Data for analysis:
---------------

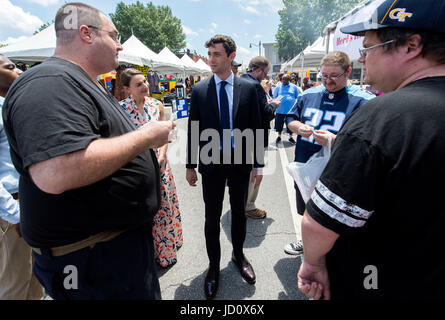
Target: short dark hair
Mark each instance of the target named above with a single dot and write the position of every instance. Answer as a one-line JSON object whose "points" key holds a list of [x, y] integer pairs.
{"points": [[228, 43], [337, 58], [433, 42], [258, 62], [85, 15], [127, 75]]}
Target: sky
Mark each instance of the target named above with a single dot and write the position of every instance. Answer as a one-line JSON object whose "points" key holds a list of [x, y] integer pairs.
{"points": [[246, 21]]}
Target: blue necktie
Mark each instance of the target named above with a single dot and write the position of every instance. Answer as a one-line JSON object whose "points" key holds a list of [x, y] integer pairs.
{"points": [[224, 109]]}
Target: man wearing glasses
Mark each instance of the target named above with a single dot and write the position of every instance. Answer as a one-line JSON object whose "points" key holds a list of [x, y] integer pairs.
{"points": [[89, 182], [373, 228], [258, 69], [318, 115]]}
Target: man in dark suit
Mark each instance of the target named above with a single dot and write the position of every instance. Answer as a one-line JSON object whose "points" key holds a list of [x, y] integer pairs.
{"points": [[221, 107], [258, 69]]}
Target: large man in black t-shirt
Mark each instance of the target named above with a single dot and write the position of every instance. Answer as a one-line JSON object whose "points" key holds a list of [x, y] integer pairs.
{"points": [[89, 183], [373, 228]]}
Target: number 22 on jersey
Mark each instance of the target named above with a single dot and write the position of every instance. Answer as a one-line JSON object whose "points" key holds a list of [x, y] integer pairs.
{"points": [[323, 120]]}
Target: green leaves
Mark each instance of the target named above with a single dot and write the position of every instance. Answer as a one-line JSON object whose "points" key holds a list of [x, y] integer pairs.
{"points": [[303, 21], [154, 25]]}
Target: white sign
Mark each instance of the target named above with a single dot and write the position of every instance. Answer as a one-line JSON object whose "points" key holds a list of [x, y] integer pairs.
{"points": [[347, 43]]}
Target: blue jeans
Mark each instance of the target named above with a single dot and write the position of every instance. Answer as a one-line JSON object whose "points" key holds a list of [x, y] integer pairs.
{"points": [[120, 269]]}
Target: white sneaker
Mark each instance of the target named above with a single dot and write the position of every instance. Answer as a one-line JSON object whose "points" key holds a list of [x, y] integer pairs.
{"points": [[294, 248]]}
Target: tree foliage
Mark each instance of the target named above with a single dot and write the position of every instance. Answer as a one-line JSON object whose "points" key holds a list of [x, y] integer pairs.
{"points": [[154, 25], [303, 21]]}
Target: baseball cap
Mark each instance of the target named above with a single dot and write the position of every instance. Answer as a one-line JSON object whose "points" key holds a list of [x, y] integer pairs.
{"points": [[425, 15]]}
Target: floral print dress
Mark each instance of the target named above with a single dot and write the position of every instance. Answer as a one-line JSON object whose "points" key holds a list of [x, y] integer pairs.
{"points": [[167, 227]]}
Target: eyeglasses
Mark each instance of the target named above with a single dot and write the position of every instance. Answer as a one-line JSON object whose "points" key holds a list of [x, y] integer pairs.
{"points": [[363, 52], [333, 78], [116, 36]]}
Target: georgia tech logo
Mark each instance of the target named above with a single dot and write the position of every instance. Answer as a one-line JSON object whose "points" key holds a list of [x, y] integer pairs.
{"points": [[400, 14]]}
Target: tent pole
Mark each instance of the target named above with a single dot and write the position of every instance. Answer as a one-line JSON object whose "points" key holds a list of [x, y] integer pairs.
{"points": [[328, 35], [302, 73]]}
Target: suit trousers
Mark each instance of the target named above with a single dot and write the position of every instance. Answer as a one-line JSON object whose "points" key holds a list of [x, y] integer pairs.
{"points": [[17, 281], [213, 185]]}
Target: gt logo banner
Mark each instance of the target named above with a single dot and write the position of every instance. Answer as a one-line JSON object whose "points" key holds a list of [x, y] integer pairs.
{"points": [[400, 14]]}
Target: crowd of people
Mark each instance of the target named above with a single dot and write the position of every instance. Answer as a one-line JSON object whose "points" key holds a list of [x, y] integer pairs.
{"points": [[85, 180]]}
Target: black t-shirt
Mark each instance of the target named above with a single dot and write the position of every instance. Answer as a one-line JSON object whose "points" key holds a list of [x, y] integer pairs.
{"points": [[382, 192], [55, 109]]}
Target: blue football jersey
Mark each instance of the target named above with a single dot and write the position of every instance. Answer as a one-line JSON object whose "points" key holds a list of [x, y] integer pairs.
{"points": [[324, 110]]}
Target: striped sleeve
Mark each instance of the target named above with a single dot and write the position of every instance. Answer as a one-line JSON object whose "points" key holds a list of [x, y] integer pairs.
{"points": [[345, 196]]}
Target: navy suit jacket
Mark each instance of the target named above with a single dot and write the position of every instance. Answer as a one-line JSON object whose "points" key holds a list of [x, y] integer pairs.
{"points": [[204, 111]]}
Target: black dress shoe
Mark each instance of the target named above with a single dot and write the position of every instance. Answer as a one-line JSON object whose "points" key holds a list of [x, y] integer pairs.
{"points": [[245, 268], [211, 283]]}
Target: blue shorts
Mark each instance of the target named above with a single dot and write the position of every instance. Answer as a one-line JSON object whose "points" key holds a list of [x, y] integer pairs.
{"points": [[279, 123], [120, 269]]}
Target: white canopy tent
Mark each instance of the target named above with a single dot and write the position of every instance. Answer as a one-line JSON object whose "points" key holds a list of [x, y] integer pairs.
{"points": [[310, 57], [190, 66], [134, 48], [204, 66], [42, 45], [33, 49], [172, 59]]}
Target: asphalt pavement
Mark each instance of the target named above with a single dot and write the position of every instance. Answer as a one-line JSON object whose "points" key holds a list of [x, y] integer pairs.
{"points": [[276, 271]]}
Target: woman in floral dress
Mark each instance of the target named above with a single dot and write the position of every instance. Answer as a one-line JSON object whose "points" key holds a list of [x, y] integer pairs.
{"points": [[167, 228]]}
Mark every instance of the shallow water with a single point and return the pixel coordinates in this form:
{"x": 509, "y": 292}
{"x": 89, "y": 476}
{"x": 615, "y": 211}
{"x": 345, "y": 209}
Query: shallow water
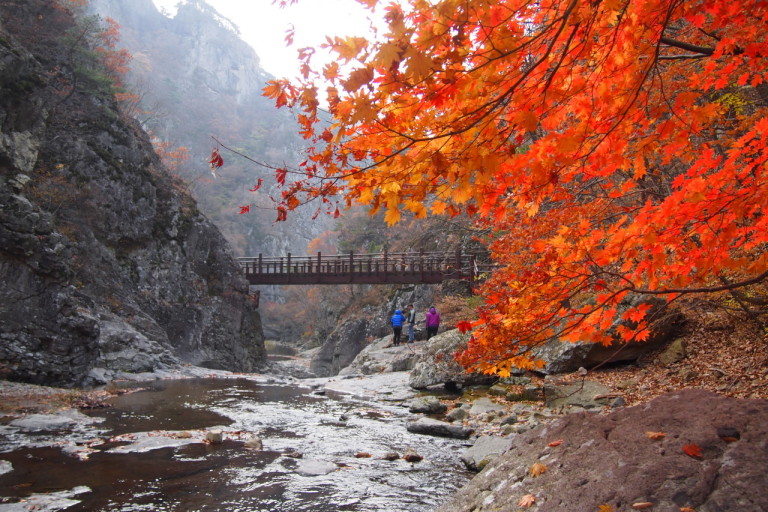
{"x": 327, "y": 430}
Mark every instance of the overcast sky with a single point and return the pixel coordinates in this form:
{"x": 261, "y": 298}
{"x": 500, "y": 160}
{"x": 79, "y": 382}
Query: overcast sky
{"x": 263, "y": 26}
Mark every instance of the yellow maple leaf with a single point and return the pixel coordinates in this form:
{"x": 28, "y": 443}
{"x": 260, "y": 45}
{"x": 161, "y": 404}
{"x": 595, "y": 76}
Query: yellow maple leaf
{"x": 392, "y": 216}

---------------

Problem: Please output every record above exactly. Leave the pictures out.

Your response:
Target: short dark hair
Mark each instance of the target named above with a single dot and write the position of every instance. Answer as a one-line JSON object whose "points" key holds a list of [x, y] integer pairs.
{"points": [[228, 43], [337, 58], [433, 42], [258, 62], [85, 15], [127, 75]]}
Target: sky
Mark each instance of the target named above with a single dot and write the position of every instance. Answer as a one-line JSON object whose "points" key holds a list of [x, y] integer pairs.
{"points": [[246, 21]]}
Target: blue necktie
Mark each instance of the target named above with a single dot and write the position of every instance. Answer as a one-line JSON object whose "points" key holds a list of [x, y] integer pairs.
{"points": [[224, 109]]}
Target: man wearing glasses
Mark each instance of the target named above with a single dot and write the position of every instance. Answer as a one-line JSON object whose "points" key holds a list of [x, y] integer pairs.
{"points": [[89, 182], [373, 228], [258, 69], [318, 115]]}
Target: man in dark suit
Mark each instance of the target named above with a single dot and write the position of every instance. Answer as a one-line JSON object whose "points" key holds a list of [x, y] integer pairs.
{"points": [[221, 107], [258, 69]]}
Target: large man in black t-shirt
Mark each instance of the target named above with a single dot and write the position of every instance. Answer as a one-line JSON object whose "points" key holds a list of [x, y] integer pairs.
{"points": [[89, 183], [373, 228]]}
Target: number 22 on jersey
Mark each instance of the target named above with a single dot and write the position of every instance. Answer as a one-line JSON object whose "points" key holds a list of [x, y] integer pairs.
{"points": [[323, 120]]}
Target: green leaves
Mark each instance of the target named above with a single dot and write the position of every instance. Answer as a one-line JSON object whose "points" key holds a list of [x, y] integer pairs.
{"points": [[303, 21], [154, 25]]}
Target: white sign
Mark each instance of the target named above with a single dot and write the position of every instance. Answer as a one-line JSON object whose "points" key holds a list of [x, y] integer pairs.
{"points": [[347, 43]]}
Target: blue jeans
Mark each instance of the target named above with a single dot and write the position of every instance. Answer as a one-line JSON object whose "points" key holds a list of [x, y] integer pairs.
{"points": [[120, 269]]}
Target: white sneaker
Mark each instance of the target named above with a single dot and write the position of every instance. Answer as a one-line JSON object whose "points" key holds a list of [x, y] integer pairs.
{"points": [[294, 248]]}
Target: tree foliage
Mark each instance of the target named above with a single dot and write the position of every instance. Answer as a one-line JSON object whose "points" key holds a list of [x, y] integer pairs.
{"points": [[154, 25], [303, 21]]}
Target: baseball cap
Mark each instance of the target named above with a single dot and write the position of every instance. Answer as a one-line JSON object whose "points" key holds a list of [x, y] integer pairs.
{"points": [[425, 15]]}
Target: floral print dress
Mark each instance of the target named above with a single dot and write the position of every instance. Answer as a one-line JSON object whose "points" key holds a list of [x, y] integer pairs.
{"points": [[167, 227]]}
Target: eyeglasses
Mark each instance of the target named above with a single dot and write the position of every instance. Answer as a one-line JSON object whose "points" key holds a list of [x, y] integer pairs.
{"points": [[363, 52], [333, 78], [116, 36]]}
Target: georgia tech logo
Mark each instance of the target named above with a single dot and write the position of every instance. Answer as a one-line JSON object whose "points" key holds a list of [x, y] integer pairs.
{"points": [[400, 14]]}
Target: tent pole
Mark each instance of the target named above with a single dot and write the position of every instance. Answer as a one-line JSON object whose "points" key holds a list of [x, y] integer pairs.
{"points": [[328, 35], [302, 73]]}
Target: suit trousers
Mark each instance of the target named above with a single dot and write the position of every instance. Answer as a one-line JSON object whose "points" key holds a list of [x, y] integer pairs.
{"points": [[17, 281], [213, 185]]}
Target: gt logo banner
Mark each instance of the target named above with a single dot and write the position of every instance. Answer as a one-line JSON object whose "points" key holds a list of [x, y] integer pairs.
{"points": [[400, 14]]}
Target: crowd of people
Mark each instance of the target named above with a single dot and write the position of every instance. Answer as a one-line JSON object whose "points" key holds a list of [x, y] integer pairs.
{"points": [[85, 180]]}
Target: black t-shirt
Mark each instance of the target named above with a single dot and write the position of every instance. Answer as a one-line JSON object whose "points" key holds a list of [x, y] integer pairs.
{"points": [[382, 192], [55, 109]]}
Target: blue football jersey
Mark each instance of the target named above with a single dot and write the position of every instance. Answer as a one-line JSON object whose "points" key holds a list of [x, y] integer pairs.
{"points": [[324, 110]]}
Target: striped sleeve
Mark each instance of the target named above with a single dot and write the position of every instance. Answer as a one-line JSON object whose "points" key holds a list of [x, y] integer pairs.
{"points": [[345, 196]]}
Target: navy suit jacket
Mark each instance of the target named above with a single dot and write the position of every instance. Answer as a one-line JSON object whose "points" key holds a list of [x, y] integer pairs.
{"points": [[204, 111]]}
Target: black dress shoe
Mark each instance of the target named above with a single dot and write the position of every instance. Answer as a one-line JSON object whose "points" key holds a list of [x, y] integer pairs.
{"points": [[245, 268], [211, 283]]}
Target: blue shorts
Mark each instance of the target named above with a single dot and write the position of every instance. Answer as a one-line JSON object whose "points" key holds a list of [x, y] integer pairs.
{"points": [[279, 123], [120, 269]]}
Target: white canopy tent
Mark each instance of the target named above with a single dot and write the position of every instance. Answer as a one-line JSON object whose "points" key holds a list of [x, y] integer pairs.
{"points": [[310, 57], [190, 66], [134, 48], [204, 66], [42, 45], [33, 49], [172, 59]]}
Target: asphalt pavement
Mark each instance of the target named above with a single dot and write the position of every instance. Answer as a one-line JSON object whose "points" key holds a list of [x, y] integer pairs.
{"points": [[276, 271]]}
Target: woman in floral dress
Mark each instance of the target named above with a single dot and write the position of every instance. Answer as a one-line JSON object whose "points" key holds a list of [x, y] integer pairs.
{"points": [[167, 228]]}
Mark every instance of the shallow water with a single point and return the pixel coordinates in this form:
{"x": 509, "y": 292}
{"x": 89, "y": 476}
{"x": 615, "y": 211}
{"x": 345, "y": 209}
Query: shallow water
{"x": 327, "y": 430}
Mark every instance of the overcast sky with a single point and return the pixel coordinates in this form:
{"x": 261, "y": 298}
{"x": 500, "y": 160}
{"x": 79, "y": 382}
Query: overcast sky
{"x": 263, "y": 26}
Mark every instance of the yellow maple leaf with a single point and return the pixel coordinates in this form:
{"x": 28, "y": 443}
{"x": 260, "y": 45}
{"x": 161, "y": 404}
{"x": 595, "y": 76}
Query: yellow maple leaf
{"x": 392, "y": 216}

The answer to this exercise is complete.